**Task requirements:**
Can you copy the listing below word for word, leaving out the pictures?
⁂
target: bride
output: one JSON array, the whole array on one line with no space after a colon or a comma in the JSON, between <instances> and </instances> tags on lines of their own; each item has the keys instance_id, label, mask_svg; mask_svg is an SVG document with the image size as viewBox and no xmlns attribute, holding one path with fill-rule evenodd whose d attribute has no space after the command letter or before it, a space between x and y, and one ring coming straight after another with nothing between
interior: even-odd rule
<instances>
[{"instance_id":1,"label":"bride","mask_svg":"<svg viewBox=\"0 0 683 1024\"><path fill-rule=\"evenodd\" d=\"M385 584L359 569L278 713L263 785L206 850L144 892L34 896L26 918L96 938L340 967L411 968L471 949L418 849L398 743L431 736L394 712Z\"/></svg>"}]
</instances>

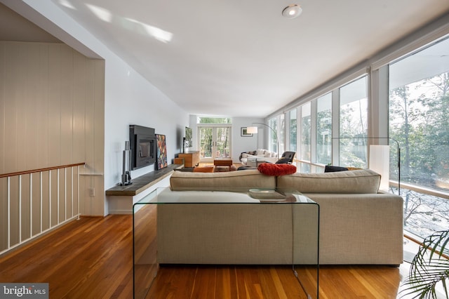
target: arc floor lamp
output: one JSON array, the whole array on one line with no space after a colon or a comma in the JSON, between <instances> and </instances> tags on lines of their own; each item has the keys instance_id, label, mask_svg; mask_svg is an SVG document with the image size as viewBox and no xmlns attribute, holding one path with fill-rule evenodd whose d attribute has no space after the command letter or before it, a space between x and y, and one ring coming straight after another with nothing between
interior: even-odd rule
<instances>
[{"instance_id":1,"label":"arc floor lamp","mask_svg":"<svg viewBox=\"0 0 449 299\"><path fill-rule=\"evenodd\" d=\"M273 131L273 134L274 134L274 138L276 138L276 152L278 154L278 157L279 157L279 140L278 139L278 134L276 133L276 131L274 131L274 129L273 128L272 128L271 126L268 126L266 124L264 124L264 123L253 123L253 124L251 124L252 126L248 126L248 127L246 128L246 132L248 134L257 134L257 126L254 126L255 124L265 126L266 127L268 127L270 130L272 130Z\"/></svg>"}]
</instances>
⁂
**In response:**
target: bride
output: one JSON array, the whole array on one line with no space after a colon or a comma in the JSON, between <instances> and </instances> tags on lines of their own; each item has the keys instance_id, label, mask_svg; mask_svg is an SVG document with the image size as viewBox and no xmlns attribute, holding one path with fill-rule evenodd whose d attribute has no space after the command letter or before it, a space between x and y, and one ring coming straight after another with nothing between
interior: even-odd rule
<instances>
[{"instance_id":1,"label":"bride","mask_svg":"<svg viewBox=\"0 0 683 1024\"><path fill-rule=\"evenodd\" d=\"M385 584L359 569L278 713L263 785L206 850L144 892L34 896L26 918L96 938L340 967L411 968L471 949L418 849L398 743L431 736L394 712Z\"/></svg>"}]
</instances>

target: arc floor lamp
output: one JSON array, the whole array on one line with no space after a colon or a comma in the JSON, between <instances> and </instances> tags on lines of their own; each item has the keys instance_id, label, mask_svg; mask_svg is an SVG document with the image size as viewBox and no xmlns attribute, holding one path with fill-rule evenodd whose d attribute has no space after the command letter or before it, a space between x and y, and one ring coming straight after another with nothing between
interior: even-odd rule
<instances>
[{"instance_id":1,"label":"arc floor lamp","mask_svg":"<svg viewBox=\"0 0 449 299\"><path fill-rule=\"evenodd\" d=\"M273 131L273 134L274 134L274 138L276 138L276 152L278 154L278 157L279 157L279 140L278 139L278 134L276 133L276 131L274 131L274 129L273 128L272 128L271 126L268 126L266 124L264 124L264 123L253 123L253 124L251 124L252 126L248 126L248 127L246 128L246 132L248 134L257 134L257 126L254 126L255 124L265 126L266 127L268 127L270 130L272 130Z\"/></svg>"}]
</instances>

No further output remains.